Paseador de perros, de Sergio Galarza
PASEADOR DE PERROS de SERGIO GALARZA
Candaya. Barcelona. 2013. 136 páginas. 13,30 €.
Dentro de los escritores peruanos afincados en España que más gusta —y de los que menos hacen renegar— al personaje de Fernando González Nohra en Bajo mínimos, Gonzalo Fernández, está Sergio Galarza, un novelista y ensayista también limeño, atípico y bestial que en el caso de esta su primera parte de la Trilogía de Madrid, entrega un anecdotario inhumano de lo que supone trabajar en un país que no es el tuyo. Y es que su narrador-protagonista además de inaugurar una profesión que más tarde se pondría de moda por las élites aficionadas a la autoayuda en literatura, y al house en música (el estilo de Galarza para hundirnos en el rock and roll más metálico, poppy y punk resulta arrollador) recuerda por momentos al de Edward Bunker en Perro come perro, y es un sin papeles que conoce gracias a estos paseos que van de Ciudad Lineal a Santa Eugenia, recorriendo los barrios de Salamanca, Malasaña y Universidad y hasta alargando su peripecia a Coslada, Alcorcón o la Moraleja, el cuidado de unas mascotas cuyos dueños suelen enfermar —la novela es ahora de una máxima oportunidad, demostrándonos a los españoles como ya muchos estamos empezando a estar exiliados de nosotros mismos— y entre los que no solo hay perros, sino también gatos a los que alimenta inspeccionando previamente las casas de sus dueños, y hasta un mapache, que sabemos que no quiere nada con nadie, cuando su pelambre se asemeja a la de un mendigo.
Al personaje le gusta trabajar, lo que en la escena se concreta en actuar antes que hablar («una de las cosas que más odio es que alguien me interrumpa para preguntar cómo me siento»), y que dicen, debe mucho a otro publicado y protagónico de una novela solo publicada en Perú, Matacabros.

PREGUNTAS ::
a – Enumera todos los lugares que la reseña sobre Paseador de perros menciona como parte del recorrido de los paseos del protagonista.
b – Reanuda la reseña sobre Paseador de perros a partir de su última oración.

ENTRADAS PROPORCIONADAS ::
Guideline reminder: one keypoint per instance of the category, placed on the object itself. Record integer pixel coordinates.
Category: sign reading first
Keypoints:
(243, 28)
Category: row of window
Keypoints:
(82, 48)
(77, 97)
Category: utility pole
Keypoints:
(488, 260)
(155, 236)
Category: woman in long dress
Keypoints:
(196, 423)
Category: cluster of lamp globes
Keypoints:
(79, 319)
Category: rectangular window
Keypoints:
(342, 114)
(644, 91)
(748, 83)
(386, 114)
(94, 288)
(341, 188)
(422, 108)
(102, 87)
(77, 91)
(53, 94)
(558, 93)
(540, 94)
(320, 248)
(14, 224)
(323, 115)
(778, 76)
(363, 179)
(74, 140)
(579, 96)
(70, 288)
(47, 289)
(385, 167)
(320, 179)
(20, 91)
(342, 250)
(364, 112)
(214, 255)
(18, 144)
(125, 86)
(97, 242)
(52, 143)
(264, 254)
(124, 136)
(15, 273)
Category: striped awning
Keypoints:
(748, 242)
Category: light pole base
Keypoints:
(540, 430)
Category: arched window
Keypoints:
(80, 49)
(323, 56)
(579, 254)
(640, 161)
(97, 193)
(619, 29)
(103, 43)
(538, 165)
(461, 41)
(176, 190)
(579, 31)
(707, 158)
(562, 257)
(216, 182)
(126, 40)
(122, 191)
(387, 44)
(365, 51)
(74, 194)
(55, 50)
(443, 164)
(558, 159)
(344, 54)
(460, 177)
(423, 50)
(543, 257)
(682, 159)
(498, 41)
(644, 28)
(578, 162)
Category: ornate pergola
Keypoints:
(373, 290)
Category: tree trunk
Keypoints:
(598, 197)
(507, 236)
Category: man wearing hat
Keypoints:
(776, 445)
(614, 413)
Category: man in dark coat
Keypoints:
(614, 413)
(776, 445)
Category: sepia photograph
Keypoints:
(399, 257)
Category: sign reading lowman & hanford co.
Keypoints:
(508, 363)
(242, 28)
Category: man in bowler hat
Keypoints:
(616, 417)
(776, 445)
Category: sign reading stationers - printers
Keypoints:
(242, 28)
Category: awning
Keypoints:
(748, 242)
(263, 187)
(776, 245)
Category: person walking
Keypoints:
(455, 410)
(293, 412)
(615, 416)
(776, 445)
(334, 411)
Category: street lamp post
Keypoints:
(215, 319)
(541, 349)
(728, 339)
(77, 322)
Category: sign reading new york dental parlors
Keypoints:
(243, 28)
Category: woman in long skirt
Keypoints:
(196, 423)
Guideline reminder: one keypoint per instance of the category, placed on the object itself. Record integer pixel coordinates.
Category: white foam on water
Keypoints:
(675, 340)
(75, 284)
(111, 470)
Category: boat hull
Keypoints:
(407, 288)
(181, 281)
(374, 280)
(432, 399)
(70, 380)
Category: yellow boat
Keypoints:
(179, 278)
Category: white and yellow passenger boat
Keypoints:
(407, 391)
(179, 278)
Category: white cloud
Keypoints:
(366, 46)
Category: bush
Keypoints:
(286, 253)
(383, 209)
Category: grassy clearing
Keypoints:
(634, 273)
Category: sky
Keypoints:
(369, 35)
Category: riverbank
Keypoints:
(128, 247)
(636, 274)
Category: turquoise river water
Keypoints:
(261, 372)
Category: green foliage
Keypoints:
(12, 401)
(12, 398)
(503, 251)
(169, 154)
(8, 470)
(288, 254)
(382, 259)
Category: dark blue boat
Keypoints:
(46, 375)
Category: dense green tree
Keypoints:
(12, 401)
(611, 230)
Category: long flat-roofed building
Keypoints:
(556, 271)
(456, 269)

TAREAS RESUELTAS ::
a – Ciudad Lineal, Santa Eugenia, Salamanca, Malasaña, Universidad, Coslada, Alcorcón y la Moraleja.

b –
«Porque un poeta, bueno a malo, siempre anda a pie», y es así como el personaje acude a la España donde todos se bautizaban, acompañada de Laura Song, una niña pija peruana aficionada a los trabajos en oenegés y que acaba siendo pasto de la incomprensión por parte de este, que preferirá a la francesa Pauline, una simpatizante de la ultraderecha francesa que quiere ser estudiante de Historia. Y es que el verano del paseador en la capital de España en 2013 se componía de «calor, soledad y bolsas negras para recoger mierda», y detrás, la cara B, «husmear en pisos y casas extrañas, establecer el perfil del dueño mirando su estantería de libros y discos si la hay, los platos sucios en la cocina que siempre los hay y los medicamentos y los envases del baño» todo ello para un jefe llamado Jota, cuyo nombre es un acrónimo producto del márquetin disfrazado de jodienda que recuerda al conocido presidente estadounidense asesinado en Dallas. Con estos antecedentes, «los perros con pedigrí tienen la maldita costumbre de comer caca», Galarza hace posible el milagro y es que un par de cachorros deje de ladrar cuando sale a pasear con él, mientras que no paran de hacerlo con sus dueños, decididos a sacrificarlo por enfermedad de un miembro de la pareja.
En un principio, son pocos los paseadores: «un mexicano ilegal, una pareja de lesbianas venezolanas, una argentina de la pampa…» y es que para este vasallo de JFK, pasear perros y mapaches es algo más que un trabajo, algo que convierte en modo de vivir literario («Bendito sea quién navega en la ignorancia del dinero y su único problema es ir a madrugar para ir al trabajo»)
Las vías de escape son los conciertos de música y un contagio alienado hacia el fútbol a raíz de un texto de Martín Caparrós («ser un nardo que se entusiasma por algo que la razón no justifica»)
Por ello, el personaje sigue con su plática: «Estoy acostumbrado a entrar en casas ajenas, pero no he perdido esa curiosidad permanente por reconstruir las vidas que allí ocurren», algo que le hace hablar o pensar, esta vez sí, desde la rabia más absoluta y que justifica a veces lo injustificable con tal de sobrevivir, al límite. Aún así, no es suficiente y la empresa o tapadera de JFK quiebra y no precisamente por su falta de esfuerzo.